§ **GIVEN PROBLEM A**: In the extMA performance post, what universal performance principle does the author name?
§ **GIVEN PROBLEM B**:
Check each statement against the extMA performance post. Answer yes or no, and quote the words that decide it.
(i) The author assumes the reader already knows how an extMA is created.
(ii) The author calls performance tuning purely a science.
(iii) The post gives 30,000 accounts as an example of a larger load.
§ **GIVEN PROBLEM C**: Restate word for word the part of the extMA performance post that begins at the words "This posting is" and stops after "connector for MIIS.".

§ **SOURCE TEXT**:
+ + + +
Improving Import Performance of MIIS Extensible Management Agent (extMA)
This posting is provided "AS IS" with no warranties, and confers no rights. Use of included script samples are subject to the terms specified at https://www.microsoft.com/info/cpyright.htm
I am assuming that the reader is familiar with the process and concepts behind creation of an extMA. If not, please, take a look at my blog Walkthrough: How to build an extensible management agent for MIIS This blog should provide you with the necessary background on the concepts involved in building your own connector for MIIS.
During the early stages of developing a new extMA performance is not probably the first thing on your mind, you are mainly concerned with getting the basic functionality of an extMA working properly, and there is nothing wrong with this approach. But as you move your extMA out of your development environment and start testing it against some real production scenarios, the issues of performance become more important. Things that worked just fine in you lab environment with a dozen or a hundred test accounts suddenly don’t go as smoothly anymore when your extMA needs to handle for example 30,000 accounts. Of course, performance tuning is more of an art then a science and highly dependant on the system that you are connecting to. But there are some universal performance improving principals, one of which is minimizing number of round trips to database/directory in order to reduce the impact of network latencies incurred by each trip. While working on performance tuning of my extMA for Oracle Security Principals I was reminded of the importance of this principal and would like to share some of that experience in this blog.
+ + + +
§ **INFORMATION PROVIDED**:
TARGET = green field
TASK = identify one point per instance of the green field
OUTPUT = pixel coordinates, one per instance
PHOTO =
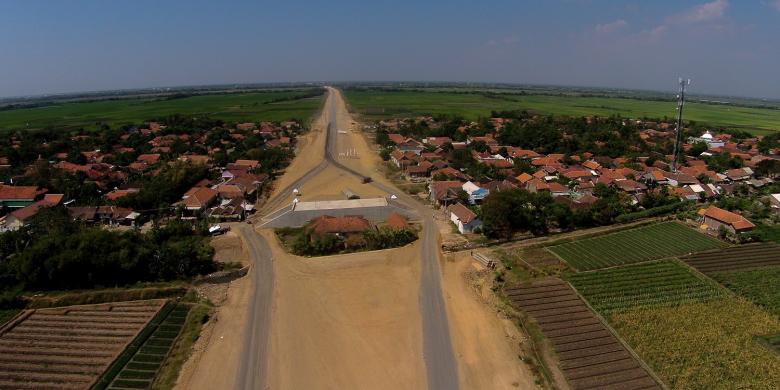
(762, 286)
(704, 345)
(656, 241)
(377, 104)
(656, 284)
(254, 106)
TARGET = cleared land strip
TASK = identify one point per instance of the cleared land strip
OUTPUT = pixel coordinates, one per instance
(590, 356)
(68, 347)
(655, 284)
(743, 257)
(646, 243)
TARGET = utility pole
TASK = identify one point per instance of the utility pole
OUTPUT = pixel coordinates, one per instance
(679, 130)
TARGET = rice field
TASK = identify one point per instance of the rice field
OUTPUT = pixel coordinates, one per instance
(662, 240)
(761, 286)
(704, 345)
(655, 284)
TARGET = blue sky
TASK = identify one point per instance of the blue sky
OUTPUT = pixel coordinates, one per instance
(726, 47)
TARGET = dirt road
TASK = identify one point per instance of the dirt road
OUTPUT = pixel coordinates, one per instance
(373, 320)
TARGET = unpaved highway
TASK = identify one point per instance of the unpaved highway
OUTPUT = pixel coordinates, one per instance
(440, 365)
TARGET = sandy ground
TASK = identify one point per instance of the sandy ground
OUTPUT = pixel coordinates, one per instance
(346, 322)
(486, 344)
(216, 352)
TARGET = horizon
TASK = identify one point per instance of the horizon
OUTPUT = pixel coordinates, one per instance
(725, 47)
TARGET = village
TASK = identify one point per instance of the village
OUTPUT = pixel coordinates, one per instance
(459, 175)
(149, 172)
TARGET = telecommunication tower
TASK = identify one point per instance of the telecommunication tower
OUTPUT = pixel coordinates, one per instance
(679, 129)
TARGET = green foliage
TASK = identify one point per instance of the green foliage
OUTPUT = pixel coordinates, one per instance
(632, 246)
(54, 253)
(762, 286)
(158, 192)
(269, 105)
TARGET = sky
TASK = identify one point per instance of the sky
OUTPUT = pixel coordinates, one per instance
(725, 47)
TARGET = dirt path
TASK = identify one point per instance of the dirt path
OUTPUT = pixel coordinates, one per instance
(486, 345)
(346, 322)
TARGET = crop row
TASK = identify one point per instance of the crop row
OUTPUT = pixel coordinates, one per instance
(660, 283)
(140, 370)
(740, 257)
(631, 246)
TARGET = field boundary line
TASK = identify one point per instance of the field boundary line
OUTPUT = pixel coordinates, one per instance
(710, 280)
(619, 338)
(13, 322)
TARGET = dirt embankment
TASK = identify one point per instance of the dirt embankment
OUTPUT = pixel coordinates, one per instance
(346, 322)
(487, 346)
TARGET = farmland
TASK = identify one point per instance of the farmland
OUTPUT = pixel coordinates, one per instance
(632, 246)
(741, 257)
(704, 345)
(69, 347)
(760, 286)
(655, 284)
(588, 353)
(381, 104)
(266, 105)
(146, 354)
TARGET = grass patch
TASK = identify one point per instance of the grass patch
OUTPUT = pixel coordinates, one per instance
(278, 105)
(632, 246)
(706, 345)
(656, 284)
(761, 286)
(378, 104)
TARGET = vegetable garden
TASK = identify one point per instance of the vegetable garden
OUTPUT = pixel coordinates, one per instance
(655, 284)
(636, 245)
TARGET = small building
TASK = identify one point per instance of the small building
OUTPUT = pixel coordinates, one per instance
(16, 197)
(713, 218)
(463, 218)
(475, 192)
(774, 202)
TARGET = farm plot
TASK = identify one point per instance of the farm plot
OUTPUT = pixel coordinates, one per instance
(704, 345)
(68, 347)
(651, 242)
(762, 286)
(140, 363)
(742, 257)
(655, 284)
(590, 356)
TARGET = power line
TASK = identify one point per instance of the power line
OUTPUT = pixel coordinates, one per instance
(679, 129)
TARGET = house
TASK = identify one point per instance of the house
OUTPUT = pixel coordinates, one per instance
(475, 192)
(712, 218)
(197, 198)
(411, 145)
(19, 196)
(774, 203)
(396, 221)
(348, 228)
(108, 215)
(443, 193)
(463, 218)
(117, 193)
(21, 217)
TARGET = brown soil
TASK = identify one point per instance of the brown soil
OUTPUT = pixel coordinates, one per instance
(486, 344)
(346, 322)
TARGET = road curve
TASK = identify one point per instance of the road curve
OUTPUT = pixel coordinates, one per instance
(252, 370)
(441, 367)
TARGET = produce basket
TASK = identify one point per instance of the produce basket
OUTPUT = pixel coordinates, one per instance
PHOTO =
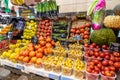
(67, 67)
(78, 74)
(75, 46)
(91, 76)
(47, 66)
(88, 59)
(56, 68)
(75, 56)
(57, 53)
(66, 71)
(108, 78)
(56, 64)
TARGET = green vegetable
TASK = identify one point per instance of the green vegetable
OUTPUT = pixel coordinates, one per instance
(103, 36)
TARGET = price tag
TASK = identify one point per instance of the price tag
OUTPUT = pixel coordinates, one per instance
(20, 67)
(119, 34)
(34, 40)
(77, 38)
(115, 47)
(53, 76)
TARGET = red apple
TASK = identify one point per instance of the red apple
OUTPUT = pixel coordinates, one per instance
(111, 63)
(96, 54)
(104, 47)
(102, 55)
(105, 63)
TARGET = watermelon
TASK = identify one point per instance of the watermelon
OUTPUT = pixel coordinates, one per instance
(103, 36)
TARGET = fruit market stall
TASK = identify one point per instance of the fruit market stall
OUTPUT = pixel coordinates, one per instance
(67, 47)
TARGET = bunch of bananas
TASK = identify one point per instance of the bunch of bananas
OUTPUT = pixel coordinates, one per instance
(18, 2)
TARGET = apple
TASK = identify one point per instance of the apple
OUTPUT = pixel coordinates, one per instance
(105, 63)
(94, 44)
(96, 54)
(116, 54)
(107, 69)
(112, 68)
(111, 63)
(102, 55)
(104, 47)
(117, 64)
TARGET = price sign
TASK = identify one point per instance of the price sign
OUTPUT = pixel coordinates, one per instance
(34, 40)
(54, 76)
(115, 46)
(77, 38)
(27, 13)
(20, 67)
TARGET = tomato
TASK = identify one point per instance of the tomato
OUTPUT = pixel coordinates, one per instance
(38, 61)
(105, 63)
(53, 43)
(42, 43)
(48, 45)
(117, 64)
(26, 59)
(86, 32)
(82, 30)
(77, 32)
(32, 54)
(83, 26)
(72, 30)
(48, 39)
(39, 55)
(41, 50)
(111, 63)
(87, 24)
(33, 59)
(86, 36)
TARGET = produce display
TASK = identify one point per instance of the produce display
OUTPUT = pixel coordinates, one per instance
(117, 10)
(59, 30)
(4, 30)
(47, 9)
(75, 46)
(93, 70)
(61, 47)
(56, 64)
(44, 28)
(82, 30)
(79, 69)
(75, 54)
(17, 2)
(103, 36)
(14, 50)
(60, 51)
(67, 66)
(112, 22)
(47, 63)
(30, 29)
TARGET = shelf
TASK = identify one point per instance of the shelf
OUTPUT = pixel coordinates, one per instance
(37, 71)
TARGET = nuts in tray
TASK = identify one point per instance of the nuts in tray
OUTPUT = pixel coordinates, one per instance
(67, 66)
(59, 51)
(78, 70)
(56, 66)
(75, 54)
(75, 46)
(47, 63)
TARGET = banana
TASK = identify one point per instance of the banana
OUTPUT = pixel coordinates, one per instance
(91, 8)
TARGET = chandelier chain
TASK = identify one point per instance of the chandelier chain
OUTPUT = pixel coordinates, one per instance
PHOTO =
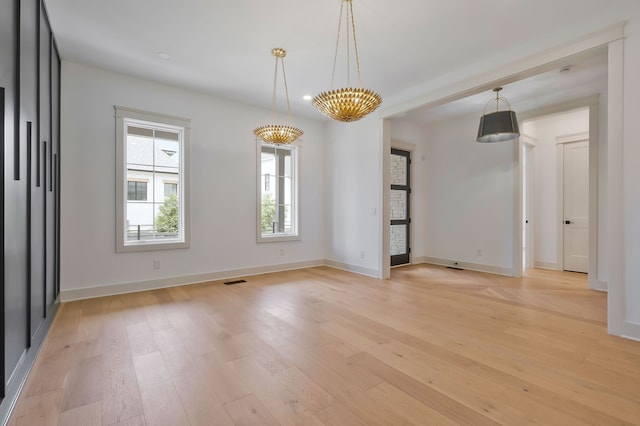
(335, 56)
(273, 95)
(286, 90)
(355, 45)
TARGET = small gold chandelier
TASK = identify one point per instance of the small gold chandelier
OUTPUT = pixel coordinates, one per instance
(278, 133)
(349, 103)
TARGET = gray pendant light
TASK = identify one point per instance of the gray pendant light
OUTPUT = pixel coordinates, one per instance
(498, 126)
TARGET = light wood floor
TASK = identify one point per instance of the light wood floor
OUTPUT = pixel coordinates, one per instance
(321, 346)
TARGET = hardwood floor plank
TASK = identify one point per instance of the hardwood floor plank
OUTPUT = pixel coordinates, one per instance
(141, 339)
(281, 404)
(120, 392)
(41, 410)
(89, 414)
(199, 401)
(84, 384)
(413, 411)
(248, 411)
(304, 389)
(161, 404)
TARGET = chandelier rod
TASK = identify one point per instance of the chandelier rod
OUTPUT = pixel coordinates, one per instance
(355, 43)
(335, 56)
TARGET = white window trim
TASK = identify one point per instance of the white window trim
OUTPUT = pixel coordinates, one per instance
(295, 195)
(122, 114)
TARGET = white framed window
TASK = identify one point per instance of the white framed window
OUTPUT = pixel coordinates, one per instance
(277, 195)
(152, 181)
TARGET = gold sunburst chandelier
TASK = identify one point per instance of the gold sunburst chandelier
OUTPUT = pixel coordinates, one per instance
(278, 133)
(349, 103)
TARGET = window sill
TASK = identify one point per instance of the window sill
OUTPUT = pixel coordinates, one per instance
(152, 246)
(278, 238)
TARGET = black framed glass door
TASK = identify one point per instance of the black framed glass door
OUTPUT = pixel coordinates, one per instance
(400, 199)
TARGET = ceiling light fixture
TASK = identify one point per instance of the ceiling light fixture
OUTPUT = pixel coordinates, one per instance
(498, 126)
(349, 103)
(278, 133)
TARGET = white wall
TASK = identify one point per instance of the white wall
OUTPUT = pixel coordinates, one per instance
(631, 172)
(354, 195)
(545, 199)
(223, 183)
(469, 196)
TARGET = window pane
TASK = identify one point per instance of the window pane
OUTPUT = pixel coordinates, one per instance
(398, 239)
(398, 169)
(398, 204)
(139, 221)
(269, 217)
(277, 186)
(153, 157)
(170, 189)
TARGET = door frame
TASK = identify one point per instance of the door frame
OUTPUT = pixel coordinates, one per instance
(528, 215)
(385, 218)
(560, 145)
(592, 103)
(409, 204)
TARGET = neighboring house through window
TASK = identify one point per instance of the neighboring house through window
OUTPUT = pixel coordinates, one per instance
(277, 197)
(170, 188)
(136, 190)
(152, 167)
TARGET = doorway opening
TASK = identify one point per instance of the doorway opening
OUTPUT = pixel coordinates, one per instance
(400, 207)
(558, 179)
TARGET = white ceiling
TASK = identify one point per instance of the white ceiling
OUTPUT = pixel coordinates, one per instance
(223, 47)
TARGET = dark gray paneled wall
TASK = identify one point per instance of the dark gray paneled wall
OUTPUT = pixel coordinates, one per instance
(30, 109)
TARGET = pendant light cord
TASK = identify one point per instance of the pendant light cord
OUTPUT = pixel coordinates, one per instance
(286, 90)
(355, 44)
(335, 56)
(273, 96)
(352, 28)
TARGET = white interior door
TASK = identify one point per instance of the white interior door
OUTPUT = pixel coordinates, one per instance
(527, 205)
(576, 206)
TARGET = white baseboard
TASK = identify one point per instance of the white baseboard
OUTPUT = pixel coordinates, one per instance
(546, 265)
(110, 290)
(630, 330)
(479, 267)
(599, 285)
(352, 268)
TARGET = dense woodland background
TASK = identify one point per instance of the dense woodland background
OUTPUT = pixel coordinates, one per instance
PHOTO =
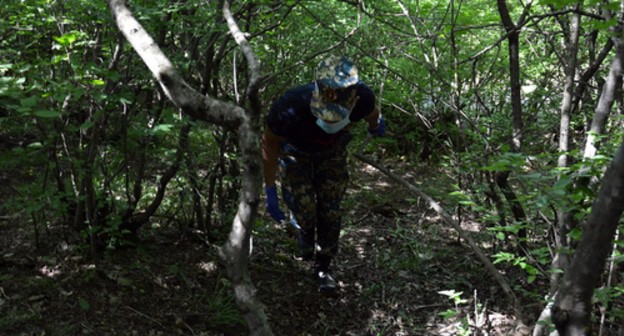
+ + + +
§ **TASK RESPONSE A**: Minimizing the number of round trips to the database/directory to reduce the impact of network latencies incurred by each trip.

§ **TASK RESPONSE B**:
(i) Yes: "I am assuming that the reader is familiar with the process and concepts behind creation of an extMA."
(ii) No: "performance tuning is more of an art then a science"
(iii) Yes: "when your extMA needs to handle for example 30,000 accounts"

§ **TASK RESPONSE C**:
This posting is provided "AS IS" with no warranties, and confers no rights. Use of included script samples are subject to the terms specified at https://www.microsoft.com/info/cpyright.htm
I am assuming that the reader is familiar with the process and concepts behind creation of an extMA. If not, please, take a look at my blog Walkthrough: How to build an extensible management agent for MIIS This blog should provide you with the necessary background on the concepts involved in building your own connector for MIIS.